*VORLIEGENDER TEXT*

Wenn der Hass explodiert
Handgranate wurde auf eine Asylunterkunft in Deutschland geworfen.
BERLIN. Die Anschläge auf Flüchtlingsheime in Deutschland eskalieren: Erstmals wurde in Villingen-Schwenningen im Schwarzwald eine Handgranate benutzt, die allerdings nicht explodierte. Ein Mitarbeiter einer Sicherheitsfirma hatte die Granate um 1.30 Uhr am Freitag entdeckt und die Polizei alarmiert. Die Granate wurde von der Polizei gezielt gesprengt. Die 104 im Heim lebenden Flüchtlinge blieben unverletzt.
Baden-Württembergs Ministerpräsident Winfried Kretschmann (Grüne) reagierte entsetzt: „Das ist wirklich unfassbar, dass jetzt schon mit Handgranaten, quasi mit militärischen Waffen, auf Asylsuchende losgegangen wird.“Extremismus, der die rote Linie überschreite und zu Gewalt übergehe, müsse gesellschaftlich radikal geächtet werden. Jus- tizminister Heiko Maas (SPD) will die Täter nicht ungestraft davonkommen lassen: „Sprengkörper auf Flüchtlingsheime fliegen heute schon. Wir dürfen nicht abwarten, bis es die ersten Toten gibt.“
Angriffe auf Flüchtlingsheime haben 2015 massiv zugenommen. Registriert wurden 1.000 Straftaten – fünf Mal so viele wie im Jahr zuvor. Überwiegend geht es dabei um Sachbeschädigungen. Aber es sind auch 92 verübte und 13 versuchte Brandstiftungen darunter. 901 Taten wurden durch rechts motivierte Täter verübt. Darunter sind viele, die zuvor nicht als rechtsextrem aufgefallen sind. Nach den jüngsten Brandanschlägen ist die Justiz dazu übergegangen, Täter nicht nur wegen Brandstiftung, sondern wegen versuchten Mordes anzuklagen, was das Strafmaß erhöht.

*INHALT DES DATENSATZES*

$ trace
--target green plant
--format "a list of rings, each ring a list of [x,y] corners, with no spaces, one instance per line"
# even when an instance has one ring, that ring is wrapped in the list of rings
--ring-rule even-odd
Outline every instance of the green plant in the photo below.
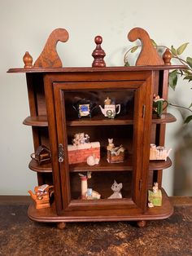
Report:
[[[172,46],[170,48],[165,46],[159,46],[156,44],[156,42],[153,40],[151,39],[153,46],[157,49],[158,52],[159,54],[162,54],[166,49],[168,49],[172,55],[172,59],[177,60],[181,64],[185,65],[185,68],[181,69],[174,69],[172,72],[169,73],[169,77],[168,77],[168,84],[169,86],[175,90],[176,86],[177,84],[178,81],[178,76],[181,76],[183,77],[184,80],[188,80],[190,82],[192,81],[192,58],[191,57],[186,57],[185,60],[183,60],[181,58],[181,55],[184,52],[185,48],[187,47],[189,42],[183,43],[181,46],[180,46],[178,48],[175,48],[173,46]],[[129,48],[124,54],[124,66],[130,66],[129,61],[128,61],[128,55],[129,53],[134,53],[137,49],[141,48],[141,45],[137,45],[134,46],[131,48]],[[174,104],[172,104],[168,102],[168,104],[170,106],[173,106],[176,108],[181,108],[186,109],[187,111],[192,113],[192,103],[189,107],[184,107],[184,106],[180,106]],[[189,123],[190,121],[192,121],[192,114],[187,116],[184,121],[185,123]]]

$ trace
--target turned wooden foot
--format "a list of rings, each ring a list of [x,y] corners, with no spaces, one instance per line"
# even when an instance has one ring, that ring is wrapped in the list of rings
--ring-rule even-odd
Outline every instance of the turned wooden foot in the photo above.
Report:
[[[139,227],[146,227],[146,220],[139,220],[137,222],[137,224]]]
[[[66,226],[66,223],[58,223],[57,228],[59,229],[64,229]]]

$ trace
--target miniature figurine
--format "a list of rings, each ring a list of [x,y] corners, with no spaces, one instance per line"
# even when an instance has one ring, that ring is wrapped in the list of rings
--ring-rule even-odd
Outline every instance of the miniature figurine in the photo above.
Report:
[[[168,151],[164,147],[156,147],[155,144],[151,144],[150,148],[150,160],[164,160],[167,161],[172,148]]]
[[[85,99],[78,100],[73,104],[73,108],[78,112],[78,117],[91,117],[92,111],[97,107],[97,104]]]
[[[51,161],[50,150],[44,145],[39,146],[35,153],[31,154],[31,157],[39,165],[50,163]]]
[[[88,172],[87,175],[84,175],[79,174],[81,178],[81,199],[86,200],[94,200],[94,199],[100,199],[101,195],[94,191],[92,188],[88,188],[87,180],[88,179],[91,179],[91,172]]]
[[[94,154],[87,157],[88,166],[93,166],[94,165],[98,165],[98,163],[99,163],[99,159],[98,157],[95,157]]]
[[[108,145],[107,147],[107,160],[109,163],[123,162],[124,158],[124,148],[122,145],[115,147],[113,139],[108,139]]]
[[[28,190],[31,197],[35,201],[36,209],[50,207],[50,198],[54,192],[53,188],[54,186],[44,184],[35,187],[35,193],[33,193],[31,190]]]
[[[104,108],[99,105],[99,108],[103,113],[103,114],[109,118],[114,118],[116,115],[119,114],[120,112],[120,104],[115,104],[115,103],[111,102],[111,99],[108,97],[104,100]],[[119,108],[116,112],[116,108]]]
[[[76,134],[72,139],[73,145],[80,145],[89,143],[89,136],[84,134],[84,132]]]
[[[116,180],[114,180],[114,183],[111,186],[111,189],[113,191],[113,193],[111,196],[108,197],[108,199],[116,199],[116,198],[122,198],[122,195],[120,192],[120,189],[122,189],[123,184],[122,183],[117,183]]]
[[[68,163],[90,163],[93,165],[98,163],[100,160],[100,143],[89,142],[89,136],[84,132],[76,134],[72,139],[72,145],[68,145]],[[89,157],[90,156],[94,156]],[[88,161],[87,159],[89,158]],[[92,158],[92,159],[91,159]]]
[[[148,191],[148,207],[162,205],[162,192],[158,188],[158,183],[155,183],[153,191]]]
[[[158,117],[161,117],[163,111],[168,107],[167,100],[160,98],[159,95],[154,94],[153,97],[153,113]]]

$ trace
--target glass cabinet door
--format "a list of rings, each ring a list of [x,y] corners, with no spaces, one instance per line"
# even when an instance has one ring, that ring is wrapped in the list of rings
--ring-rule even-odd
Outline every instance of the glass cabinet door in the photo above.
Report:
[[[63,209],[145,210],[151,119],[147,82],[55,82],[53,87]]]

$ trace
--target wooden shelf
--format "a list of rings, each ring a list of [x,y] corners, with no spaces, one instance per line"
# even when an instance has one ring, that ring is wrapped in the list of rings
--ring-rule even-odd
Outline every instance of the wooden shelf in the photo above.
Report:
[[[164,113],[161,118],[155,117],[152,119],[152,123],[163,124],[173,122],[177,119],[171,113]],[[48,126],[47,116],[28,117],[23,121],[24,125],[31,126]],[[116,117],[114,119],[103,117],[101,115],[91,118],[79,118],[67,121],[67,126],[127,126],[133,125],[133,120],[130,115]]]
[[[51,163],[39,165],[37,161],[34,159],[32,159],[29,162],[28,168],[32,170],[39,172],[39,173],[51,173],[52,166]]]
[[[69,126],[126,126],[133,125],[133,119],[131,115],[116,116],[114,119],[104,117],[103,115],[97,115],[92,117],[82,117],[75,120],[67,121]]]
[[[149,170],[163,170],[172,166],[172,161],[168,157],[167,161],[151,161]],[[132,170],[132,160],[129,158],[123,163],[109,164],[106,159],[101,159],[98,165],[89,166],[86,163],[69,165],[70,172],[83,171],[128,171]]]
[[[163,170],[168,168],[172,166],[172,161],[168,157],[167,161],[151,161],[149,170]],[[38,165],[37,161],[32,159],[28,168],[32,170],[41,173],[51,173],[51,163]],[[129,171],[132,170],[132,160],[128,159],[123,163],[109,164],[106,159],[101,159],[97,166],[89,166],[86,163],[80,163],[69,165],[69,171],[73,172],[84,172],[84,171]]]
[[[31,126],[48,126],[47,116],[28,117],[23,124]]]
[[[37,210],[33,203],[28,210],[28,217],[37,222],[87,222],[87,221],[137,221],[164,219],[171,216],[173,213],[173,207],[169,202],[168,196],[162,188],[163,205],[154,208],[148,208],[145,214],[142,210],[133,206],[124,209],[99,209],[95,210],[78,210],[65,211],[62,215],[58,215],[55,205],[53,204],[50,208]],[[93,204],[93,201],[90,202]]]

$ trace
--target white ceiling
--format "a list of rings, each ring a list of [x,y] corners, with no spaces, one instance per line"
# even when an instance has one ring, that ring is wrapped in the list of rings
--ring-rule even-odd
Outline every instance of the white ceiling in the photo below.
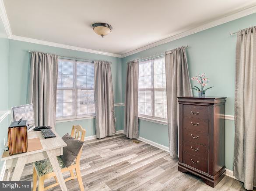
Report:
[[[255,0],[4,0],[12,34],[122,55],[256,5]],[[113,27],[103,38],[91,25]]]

*AUFGABENSTELLUNG*
Bitte geben Sie an, wer laut dem Text über den Handgranatenanschlag in Villingen-Schwenningen die Granate entdeckte und wann das geschah.

*ERGEBNIS DER AUFGABE*
Ein Mitarbeiter einer Sicherheitsfirma entdeckte die Granate am Freitag um 1.30 Uhr.